Given request: Arrange the data lines as a Markdown table with the columns Number and Record line, starting at the line that contains "Reviewer note: verify that every instance of the orange" and ending at the line that contains "<point>1004,414</point>". Include both of those lines, number each row, and leave out any blank lines.

Point annotation records
>>>

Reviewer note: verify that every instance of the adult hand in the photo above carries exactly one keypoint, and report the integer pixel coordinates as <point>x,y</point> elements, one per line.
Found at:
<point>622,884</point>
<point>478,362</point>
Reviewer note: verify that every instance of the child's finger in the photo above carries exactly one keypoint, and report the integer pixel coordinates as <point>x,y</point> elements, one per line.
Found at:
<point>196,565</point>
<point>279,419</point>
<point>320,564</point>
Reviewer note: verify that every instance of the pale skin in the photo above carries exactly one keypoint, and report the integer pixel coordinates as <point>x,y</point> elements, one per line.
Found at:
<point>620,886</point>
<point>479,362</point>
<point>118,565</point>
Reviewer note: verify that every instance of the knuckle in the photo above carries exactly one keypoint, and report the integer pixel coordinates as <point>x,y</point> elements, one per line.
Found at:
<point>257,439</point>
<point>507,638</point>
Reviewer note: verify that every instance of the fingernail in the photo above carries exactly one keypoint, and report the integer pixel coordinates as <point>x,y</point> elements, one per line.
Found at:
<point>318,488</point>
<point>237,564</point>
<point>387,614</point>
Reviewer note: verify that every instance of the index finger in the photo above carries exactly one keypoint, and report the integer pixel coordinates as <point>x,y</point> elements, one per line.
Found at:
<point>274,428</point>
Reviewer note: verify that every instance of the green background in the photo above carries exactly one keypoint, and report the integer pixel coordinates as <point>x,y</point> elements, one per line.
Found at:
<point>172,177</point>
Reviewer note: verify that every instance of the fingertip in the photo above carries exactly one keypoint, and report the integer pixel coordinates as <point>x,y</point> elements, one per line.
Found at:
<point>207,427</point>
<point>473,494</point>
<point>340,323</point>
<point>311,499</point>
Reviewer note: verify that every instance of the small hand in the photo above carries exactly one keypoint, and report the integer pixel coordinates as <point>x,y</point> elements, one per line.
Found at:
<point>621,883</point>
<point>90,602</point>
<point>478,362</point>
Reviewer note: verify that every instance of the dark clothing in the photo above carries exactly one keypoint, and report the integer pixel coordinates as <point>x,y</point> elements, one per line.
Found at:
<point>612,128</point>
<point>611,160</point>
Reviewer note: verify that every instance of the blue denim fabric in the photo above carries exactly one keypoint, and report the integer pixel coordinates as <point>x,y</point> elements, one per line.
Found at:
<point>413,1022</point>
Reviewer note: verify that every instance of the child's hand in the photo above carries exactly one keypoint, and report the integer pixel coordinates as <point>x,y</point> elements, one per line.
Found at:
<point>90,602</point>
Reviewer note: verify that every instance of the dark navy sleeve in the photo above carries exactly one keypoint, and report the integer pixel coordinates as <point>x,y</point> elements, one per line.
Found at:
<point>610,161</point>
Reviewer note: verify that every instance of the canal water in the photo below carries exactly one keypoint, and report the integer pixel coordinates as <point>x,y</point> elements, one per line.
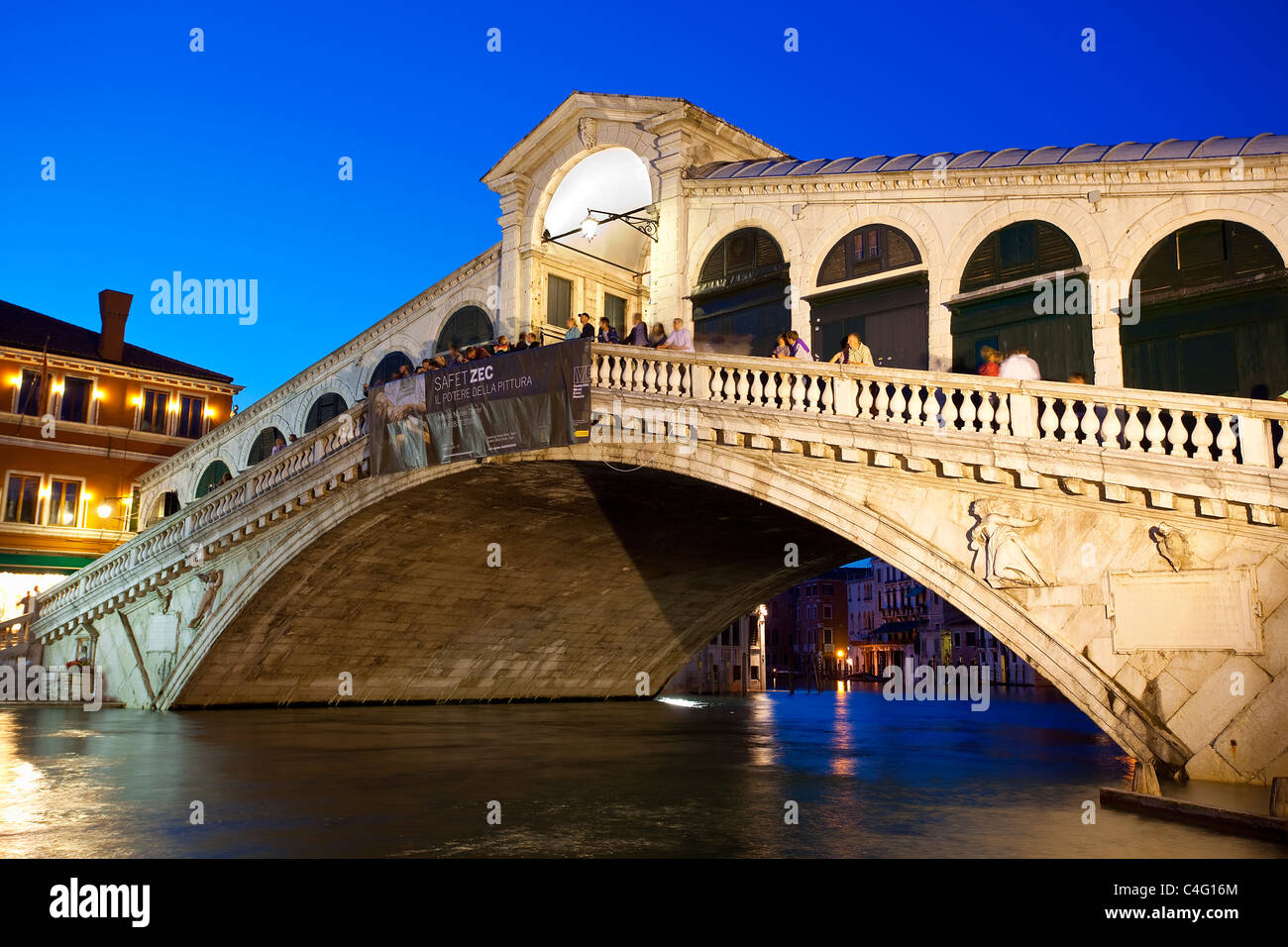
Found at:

<<<
>>>

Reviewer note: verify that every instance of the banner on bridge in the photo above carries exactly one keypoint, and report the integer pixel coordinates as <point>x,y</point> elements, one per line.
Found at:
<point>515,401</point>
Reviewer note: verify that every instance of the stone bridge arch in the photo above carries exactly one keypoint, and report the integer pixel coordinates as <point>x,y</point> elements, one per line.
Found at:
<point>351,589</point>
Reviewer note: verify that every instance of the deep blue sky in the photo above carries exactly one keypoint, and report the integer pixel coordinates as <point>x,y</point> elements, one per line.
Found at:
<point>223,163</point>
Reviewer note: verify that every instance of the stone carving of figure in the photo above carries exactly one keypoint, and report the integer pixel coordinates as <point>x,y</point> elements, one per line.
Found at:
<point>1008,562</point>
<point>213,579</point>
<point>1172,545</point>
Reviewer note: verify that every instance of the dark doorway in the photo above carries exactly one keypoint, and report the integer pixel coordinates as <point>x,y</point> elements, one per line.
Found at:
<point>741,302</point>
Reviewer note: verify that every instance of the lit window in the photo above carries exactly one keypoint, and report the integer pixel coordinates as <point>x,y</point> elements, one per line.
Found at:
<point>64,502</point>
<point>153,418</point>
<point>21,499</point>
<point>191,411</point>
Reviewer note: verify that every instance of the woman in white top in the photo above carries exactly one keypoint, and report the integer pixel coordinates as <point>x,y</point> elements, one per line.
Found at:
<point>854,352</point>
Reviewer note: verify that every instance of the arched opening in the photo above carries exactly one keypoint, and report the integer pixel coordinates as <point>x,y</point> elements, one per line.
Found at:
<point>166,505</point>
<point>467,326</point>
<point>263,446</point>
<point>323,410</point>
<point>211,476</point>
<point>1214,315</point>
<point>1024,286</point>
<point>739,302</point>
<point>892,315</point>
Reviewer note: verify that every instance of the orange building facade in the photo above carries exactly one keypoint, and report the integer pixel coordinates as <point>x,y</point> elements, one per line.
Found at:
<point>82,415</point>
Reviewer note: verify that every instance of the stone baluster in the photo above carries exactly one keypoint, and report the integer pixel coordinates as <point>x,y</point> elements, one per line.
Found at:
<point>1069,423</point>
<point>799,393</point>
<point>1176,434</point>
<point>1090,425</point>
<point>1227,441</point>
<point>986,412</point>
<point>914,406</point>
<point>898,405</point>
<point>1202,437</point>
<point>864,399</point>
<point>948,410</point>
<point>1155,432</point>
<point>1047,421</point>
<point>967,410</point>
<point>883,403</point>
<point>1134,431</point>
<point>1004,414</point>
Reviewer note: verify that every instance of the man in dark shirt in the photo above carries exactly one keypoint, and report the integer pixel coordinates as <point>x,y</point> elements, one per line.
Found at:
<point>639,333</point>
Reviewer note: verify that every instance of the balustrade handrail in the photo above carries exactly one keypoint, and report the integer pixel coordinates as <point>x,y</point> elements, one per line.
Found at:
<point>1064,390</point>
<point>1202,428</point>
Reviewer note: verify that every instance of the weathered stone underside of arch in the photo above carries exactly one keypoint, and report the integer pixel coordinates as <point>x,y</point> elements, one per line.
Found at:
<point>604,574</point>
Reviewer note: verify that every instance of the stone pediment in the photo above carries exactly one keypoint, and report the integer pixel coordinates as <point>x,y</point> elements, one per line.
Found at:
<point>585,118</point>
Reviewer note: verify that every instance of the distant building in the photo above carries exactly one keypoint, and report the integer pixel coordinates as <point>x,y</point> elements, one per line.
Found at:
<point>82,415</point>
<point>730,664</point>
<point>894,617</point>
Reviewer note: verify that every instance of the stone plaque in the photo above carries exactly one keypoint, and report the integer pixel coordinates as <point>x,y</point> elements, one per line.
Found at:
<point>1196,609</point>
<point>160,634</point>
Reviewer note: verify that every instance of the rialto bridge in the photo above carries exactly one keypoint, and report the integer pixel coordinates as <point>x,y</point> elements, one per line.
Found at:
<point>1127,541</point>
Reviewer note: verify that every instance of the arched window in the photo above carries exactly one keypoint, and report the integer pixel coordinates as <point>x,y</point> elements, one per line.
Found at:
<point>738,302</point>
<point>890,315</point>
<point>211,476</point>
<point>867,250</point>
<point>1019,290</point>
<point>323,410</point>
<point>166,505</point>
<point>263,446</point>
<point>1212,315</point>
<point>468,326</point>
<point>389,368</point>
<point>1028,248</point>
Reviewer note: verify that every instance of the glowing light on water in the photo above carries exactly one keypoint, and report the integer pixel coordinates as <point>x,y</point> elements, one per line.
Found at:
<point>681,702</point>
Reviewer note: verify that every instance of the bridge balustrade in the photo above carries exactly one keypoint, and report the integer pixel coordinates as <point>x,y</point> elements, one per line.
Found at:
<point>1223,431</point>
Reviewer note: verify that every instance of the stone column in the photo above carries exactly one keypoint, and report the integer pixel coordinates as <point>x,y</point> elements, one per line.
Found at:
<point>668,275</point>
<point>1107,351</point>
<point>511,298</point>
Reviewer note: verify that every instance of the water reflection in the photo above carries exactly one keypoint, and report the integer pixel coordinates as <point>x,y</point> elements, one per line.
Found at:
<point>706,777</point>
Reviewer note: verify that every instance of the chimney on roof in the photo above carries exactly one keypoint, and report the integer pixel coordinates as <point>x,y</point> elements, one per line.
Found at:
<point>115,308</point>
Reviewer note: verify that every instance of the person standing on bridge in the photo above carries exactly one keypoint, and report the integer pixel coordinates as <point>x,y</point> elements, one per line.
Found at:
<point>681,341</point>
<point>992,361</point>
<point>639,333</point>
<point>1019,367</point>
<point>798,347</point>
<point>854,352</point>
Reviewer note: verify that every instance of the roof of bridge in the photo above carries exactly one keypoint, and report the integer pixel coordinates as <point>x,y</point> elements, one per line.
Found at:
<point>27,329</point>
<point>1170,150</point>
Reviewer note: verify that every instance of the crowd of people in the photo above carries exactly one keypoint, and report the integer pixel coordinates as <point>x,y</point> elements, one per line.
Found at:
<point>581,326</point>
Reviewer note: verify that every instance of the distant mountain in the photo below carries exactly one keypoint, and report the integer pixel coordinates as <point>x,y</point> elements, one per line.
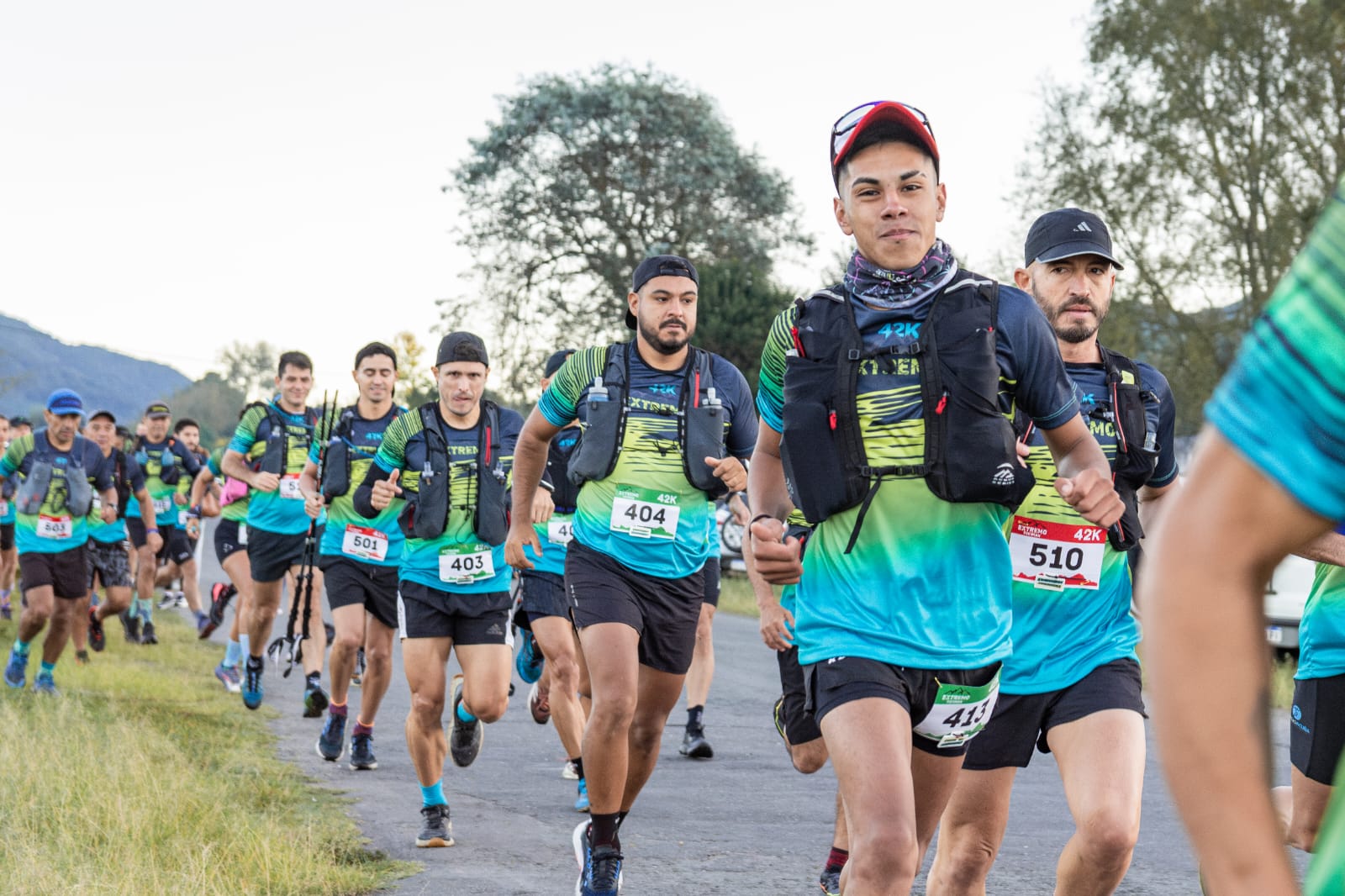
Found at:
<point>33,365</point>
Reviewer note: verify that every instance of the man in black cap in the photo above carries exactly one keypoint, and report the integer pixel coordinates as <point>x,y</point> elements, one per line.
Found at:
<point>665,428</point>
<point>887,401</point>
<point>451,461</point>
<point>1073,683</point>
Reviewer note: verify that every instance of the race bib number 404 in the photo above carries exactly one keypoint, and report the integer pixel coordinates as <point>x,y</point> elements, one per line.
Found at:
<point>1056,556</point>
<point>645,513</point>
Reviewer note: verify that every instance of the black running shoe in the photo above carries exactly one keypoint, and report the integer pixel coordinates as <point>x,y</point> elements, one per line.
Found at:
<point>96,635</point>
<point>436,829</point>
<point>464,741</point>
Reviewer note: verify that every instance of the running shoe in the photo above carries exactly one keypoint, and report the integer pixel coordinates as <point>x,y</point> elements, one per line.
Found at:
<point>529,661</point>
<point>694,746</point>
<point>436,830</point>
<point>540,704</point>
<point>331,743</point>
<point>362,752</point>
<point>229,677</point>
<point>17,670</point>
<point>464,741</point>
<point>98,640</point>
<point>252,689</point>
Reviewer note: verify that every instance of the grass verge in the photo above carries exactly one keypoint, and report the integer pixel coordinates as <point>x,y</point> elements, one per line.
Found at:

<<<
>>>

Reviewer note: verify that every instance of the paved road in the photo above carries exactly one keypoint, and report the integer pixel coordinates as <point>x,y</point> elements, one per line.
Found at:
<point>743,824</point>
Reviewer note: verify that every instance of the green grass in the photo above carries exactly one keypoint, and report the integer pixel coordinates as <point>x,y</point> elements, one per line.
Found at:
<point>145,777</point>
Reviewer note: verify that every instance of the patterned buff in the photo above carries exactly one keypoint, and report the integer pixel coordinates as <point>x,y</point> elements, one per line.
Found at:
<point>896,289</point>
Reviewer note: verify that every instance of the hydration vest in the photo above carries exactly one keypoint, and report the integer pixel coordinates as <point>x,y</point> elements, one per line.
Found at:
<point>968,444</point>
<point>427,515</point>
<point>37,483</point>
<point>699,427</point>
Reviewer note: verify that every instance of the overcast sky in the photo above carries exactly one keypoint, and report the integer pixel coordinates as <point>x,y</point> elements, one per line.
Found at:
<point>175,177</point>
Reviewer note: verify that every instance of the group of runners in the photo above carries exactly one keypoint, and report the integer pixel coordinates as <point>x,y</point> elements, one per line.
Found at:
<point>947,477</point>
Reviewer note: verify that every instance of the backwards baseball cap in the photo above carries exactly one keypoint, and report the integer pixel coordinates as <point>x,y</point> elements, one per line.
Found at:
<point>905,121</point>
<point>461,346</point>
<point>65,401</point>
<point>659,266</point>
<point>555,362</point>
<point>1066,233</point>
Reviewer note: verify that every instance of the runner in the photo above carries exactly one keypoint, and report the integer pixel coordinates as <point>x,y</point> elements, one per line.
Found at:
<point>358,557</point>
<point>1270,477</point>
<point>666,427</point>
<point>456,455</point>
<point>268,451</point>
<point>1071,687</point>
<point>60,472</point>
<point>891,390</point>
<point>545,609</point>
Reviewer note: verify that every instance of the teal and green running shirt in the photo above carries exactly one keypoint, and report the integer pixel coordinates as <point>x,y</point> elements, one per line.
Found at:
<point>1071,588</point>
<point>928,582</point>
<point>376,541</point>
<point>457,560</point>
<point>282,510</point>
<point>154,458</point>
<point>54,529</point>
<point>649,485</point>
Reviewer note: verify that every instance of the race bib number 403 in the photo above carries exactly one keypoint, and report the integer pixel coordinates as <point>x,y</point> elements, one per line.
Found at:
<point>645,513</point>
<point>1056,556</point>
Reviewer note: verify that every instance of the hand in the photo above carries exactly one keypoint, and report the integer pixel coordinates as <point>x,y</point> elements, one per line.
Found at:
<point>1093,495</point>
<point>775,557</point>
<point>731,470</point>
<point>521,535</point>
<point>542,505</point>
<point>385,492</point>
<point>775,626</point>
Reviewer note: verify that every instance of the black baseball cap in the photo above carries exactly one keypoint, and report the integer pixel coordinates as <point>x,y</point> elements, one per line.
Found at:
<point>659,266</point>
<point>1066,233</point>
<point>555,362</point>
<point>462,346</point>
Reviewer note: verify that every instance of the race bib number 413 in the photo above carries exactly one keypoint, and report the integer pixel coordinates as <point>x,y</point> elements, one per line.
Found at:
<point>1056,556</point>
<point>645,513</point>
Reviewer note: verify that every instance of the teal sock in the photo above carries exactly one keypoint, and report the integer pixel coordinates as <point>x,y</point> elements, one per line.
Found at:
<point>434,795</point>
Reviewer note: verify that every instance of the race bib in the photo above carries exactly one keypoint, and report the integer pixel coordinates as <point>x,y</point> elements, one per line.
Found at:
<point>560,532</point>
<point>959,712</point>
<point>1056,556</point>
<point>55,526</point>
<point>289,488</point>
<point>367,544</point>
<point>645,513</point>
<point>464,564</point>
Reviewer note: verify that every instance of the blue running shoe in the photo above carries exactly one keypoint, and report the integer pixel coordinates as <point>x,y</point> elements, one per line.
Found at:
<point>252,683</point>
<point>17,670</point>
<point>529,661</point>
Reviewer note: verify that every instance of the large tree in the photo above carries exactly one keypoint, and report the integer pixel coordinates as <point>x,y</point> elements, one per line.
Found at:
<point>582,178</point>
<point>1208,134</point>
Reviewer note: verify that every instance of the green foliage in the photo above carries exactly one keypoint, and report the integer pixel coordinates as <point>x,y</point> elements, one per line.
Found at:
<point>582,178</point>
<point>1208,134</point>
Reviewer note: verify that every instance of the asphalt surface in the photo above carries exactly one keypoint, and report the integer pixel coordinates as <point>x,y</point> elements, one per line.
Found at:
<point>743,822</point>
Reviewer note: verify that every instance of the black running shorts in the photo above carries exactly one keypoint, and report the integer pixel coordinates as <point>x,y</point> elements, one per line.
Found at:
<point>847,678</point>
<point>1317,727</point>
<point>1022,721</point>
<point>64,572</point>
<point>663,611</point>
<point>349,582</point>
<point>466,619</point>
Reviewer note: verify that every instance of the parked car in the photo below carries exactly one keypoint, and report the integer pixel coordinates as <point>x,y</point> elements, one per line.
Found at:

<<<

Correct result:
| Number | Record line |
|---|---|
| 1 | Reviewer note: verify that every instance of the orange building facade in the photo above carries exactly one keypoint, and report the integer pixel coordinates as <point>x,y</point> elements, one per line. |
| 2 | Found at: |
| 3 | <point>82,415</point> |
| 4 | Reviewer note: verify that every instance of the stone baluster in the photo above carries exactly one keypoint, and report the integer pixel coordinates as <point>x,y</point> elements, one per line. |
| 5 | Found at: |
| 6 | <point>1069,423</point> |
| 7 | <point>799,393</point> |
| 8 | <point>1176,434</point> |
| 9 | <point>1090,425</point> |
| 10 | <point>1227,441</point> |
| 11 | <point>986,412</point> |
| 12 | <point>914,406</point> |
| 13 | <point>898,405</point> |
| 14 | <point>1202,437</point> |
| 15 | <point>864,399</point> |
| 16 | <point>948,410</point> |
| 17 | <point>1155,432</point> |
| 18 | <point>1047,421</point> |
| 19 | <point>967,410</point> |
| 20 | <point>883,403</point> |
| 21 | <point>1134,431</point> |
| 22 | <point>1004,414</point> |